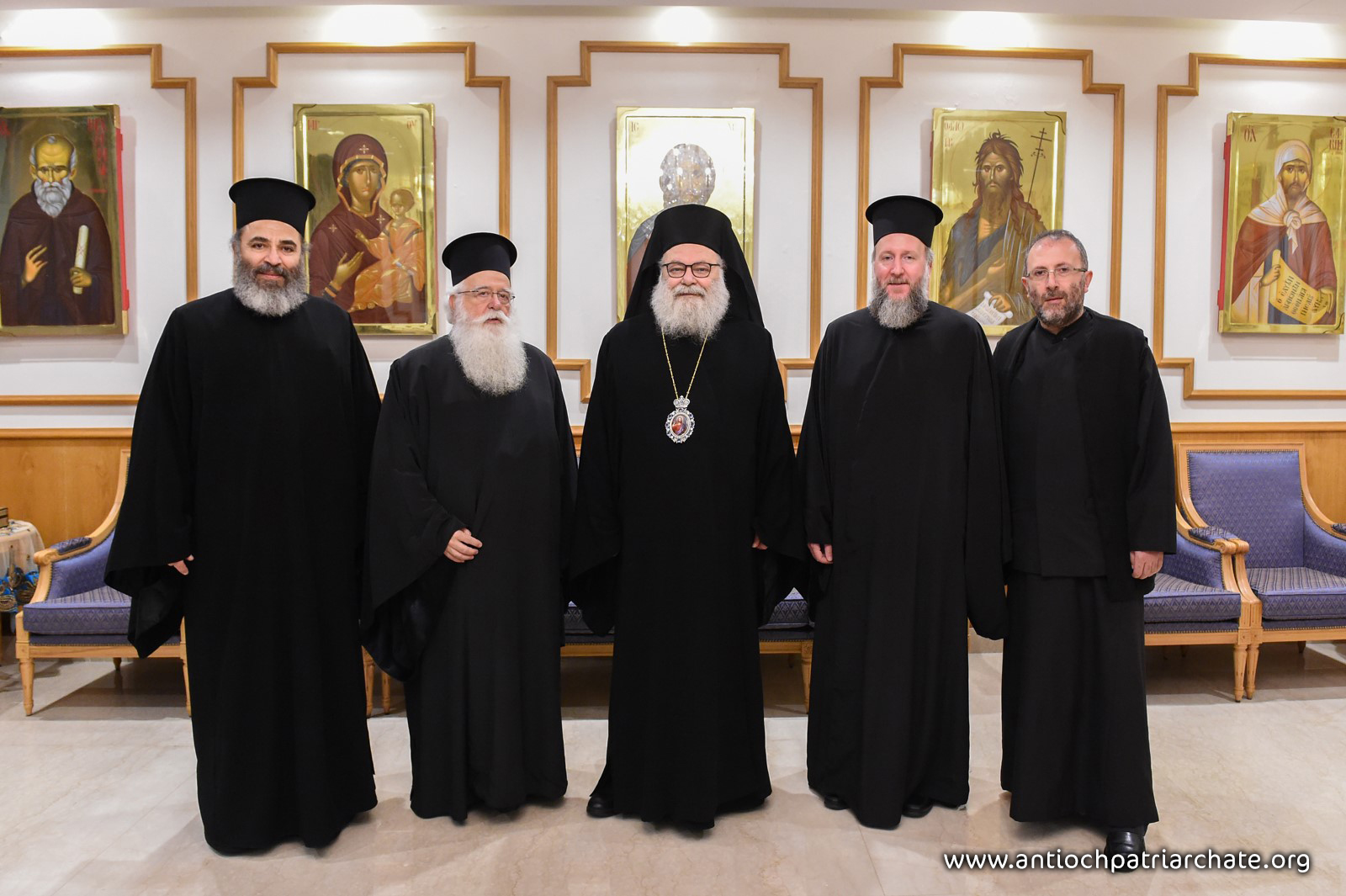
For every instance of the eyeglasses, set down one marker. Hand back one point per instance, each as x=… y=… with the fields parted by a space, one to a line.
x=675 y=269
x=1063 y=272
x=486 y=294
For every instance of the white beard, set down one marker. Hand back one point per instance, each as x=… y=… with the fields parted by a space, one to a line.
x=491 y=355
x=899 y=314
x=690 y=311
x=53 y=197
x=271 y=301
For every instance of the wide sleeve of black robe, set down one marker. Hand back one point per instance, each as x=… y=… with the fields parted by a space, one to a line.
x=1150 y=486
x=154 y=525
x=408 y=532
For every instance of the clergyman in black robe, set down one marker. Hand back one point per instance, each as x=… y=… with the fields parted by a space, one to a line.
x=1089 y=459
x=686 y=527
x=901 y=462
x=244 y=517
x=471 y=489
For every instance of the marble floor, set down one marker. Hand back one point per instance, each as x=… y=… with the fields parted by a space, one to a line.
x=98 y=797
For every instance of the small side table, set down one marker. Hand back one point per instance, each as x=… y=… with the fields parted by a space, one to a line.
x=19 y=541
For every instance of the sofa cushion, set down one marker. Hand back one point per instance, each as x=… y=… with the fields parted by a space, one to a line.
x=1179 y=600
x=1298 y=592
x=101 y=611
x=792 y=612
x=1256 y=496
x=80 y=574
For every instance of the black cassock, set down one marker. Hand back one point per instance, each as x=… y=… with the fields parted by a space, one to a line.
x=1089 y=462
x=251 y=453
x=478 y=644
x=902 y=471
x=663 y=549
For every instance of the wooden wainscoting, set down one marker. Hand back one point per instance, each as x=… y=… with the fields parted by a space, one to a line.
x=1325 y=451
x=62 y=480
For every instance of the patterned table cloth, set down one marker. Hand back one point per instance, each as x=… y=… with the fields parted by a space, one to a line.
x=19 y=541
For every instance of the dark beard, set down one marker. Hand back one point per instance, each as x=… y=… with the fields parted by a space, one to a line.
x=1068 y=314
x=271 y=301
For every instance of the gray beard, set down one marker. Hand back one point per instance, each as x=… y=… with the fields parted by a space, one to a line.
x=899 y=314
x=690 y=315
x=53 y=197
x=493 y=357
x=271 y=301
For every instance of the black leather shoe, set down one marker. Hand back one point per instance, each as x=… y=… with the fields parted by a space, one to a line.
x=601 y=808
x=919 y=808
x=1126 y=841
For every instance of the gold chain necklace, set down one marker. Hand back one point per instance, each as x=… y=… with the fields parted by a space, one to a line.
x=680 y=422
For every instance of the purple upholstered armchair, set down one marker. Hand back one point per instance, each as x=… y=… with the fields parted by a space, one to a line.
x=1202 y=596
x=73 y=613
x=1296 y=557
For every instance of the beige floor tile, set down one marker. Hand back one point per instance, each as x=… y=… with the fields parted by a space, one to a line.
x=100 y=798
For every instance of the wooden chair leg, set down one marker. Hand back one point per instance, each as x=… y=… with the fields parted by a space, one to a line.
x=26 y=673
x=369 y=685
x=807 y=667
x=1252 y=669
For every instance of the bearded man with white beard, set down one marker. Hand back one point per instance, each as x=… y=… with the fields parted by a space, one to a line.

• _TASK INSTRUCTIONS_:
Word for word, restate the whole listing and drop the images.

• _EXERCISE RESULT_:
For every instance of the eyeglasses, set down one marker. Hand back one point per instance, each as x=… y=… with the fields parted by a space, one to a line.
x=675 y=269
x=1063 y=272
x=486 y=294
For every instance of the white beard, set down one marker. Hand back one point per instance, each as x=… y=… with the fields parted by a space, one to a line.
x=491 y=355
x=899 y=314
x=690 y=311
x=53 y=197
x=271 y=301
For every instance of the wide sleeve of black robe, set down one marker. Hand back one point per instance, each as x=… y=… with the fields parted by a space, one to a line.
x=1150 y=486
x=154 y=525
x=408 y=532
For every instance of the clergyman in black robe, set down one marker. Hand back one point per instance, each as x=… y=… with the fields parted by a space, one to a line.
x=1089 y=459
x=686 y=527
x=901 y=462
x=244 y=517
x=471 y=489
For every instance of the marble floor, set down one marker. Hand back one point per instance, each as x=… y=… with the fields parted by a space, one to a line.
x=98 y=797
For every instance of the small side table, set down one marker. Hand back one point per instance, each as x=… y=… with the fields parted by a space, one to a line.
x=19 y=541
For every instance of the sofa cushion, set down one marker. Hand back one point per instance, each as x=… y=… with the fields parted by a space, one to a line.
x=1179 y=600
x=1298 y=592
x=101 y=611
x=792 y=612
x=1256 y=496
x=80 y=574
For every instance of the black cassock, set down one marker. Hand back one point per instance, each as x=… y=… with the fields parted by a space, one to a line.
x=1089 y=462
x=251 y=453
x=478 y=644
x=902 y=471
x=663 y=549
For every instance of the wooden wainscoting, set down one marker. Hand back one point per instance, each as x=… y=… with the fields parted by a space, one to a line.
x=1325 y=451
x=62 y=480
For every instance of the patterned table cloth, set down one marker. Hand back one point per instance, each as x=… y=… with the fields parted by a space, one to a line.
x=19 y=541
For every instance of the dark beard, set down one marker. Hand back one point per instance, each as x=… y=… with the fields parted by a space, one to a line.
x=1068 y=314
x=271 y=301
For every instance of the gray beard, set down one marker. Hand back one point per instance, each as x=… y=… with the fields parted by a space, one to a line.
x=899 y=314
x=690 y=315
x=53 y=197
x=493 y=357
x=271 y=301
For every instance of the black leather shoe, set down one marker. Hand back one point per instance, each as x=… y=… with the fields parted by a space, one to a line.
x=601 y=808
x=919 y=808
x=1126 y=841
For every instance of the gold chain necklace, set down one marker. Hand back one point per instance, each as x=… y=… with the fields parted by a space, one to a line.
x=680 y=422
For every instance of the purple upholstered armchair, set down one marker. Hand back one point per instance, each as x=… y=… with the fields parted by a space, one to a line.
x=1202 y=596
x=73 y=613
x=1296 y=557
For every instance of the beige floor tile, set down one marker. Hand back one point per instance, each as x=… y=… with the fields parted by a space, one to a line.
x=100 y=798
For every instance of the wooden chair leg, set down one marker. Hand back one point per instance, each as x=… y=… with the fields parted by a space, one to a line.
x=26 y=673
x=369 y=685
x=807 y=667
x=1252 y=669
For every instance of the bearded man with white beard, set down one marker. Hand back one point per instance, each as x=… y=… with the fields parted by a space, one to a line.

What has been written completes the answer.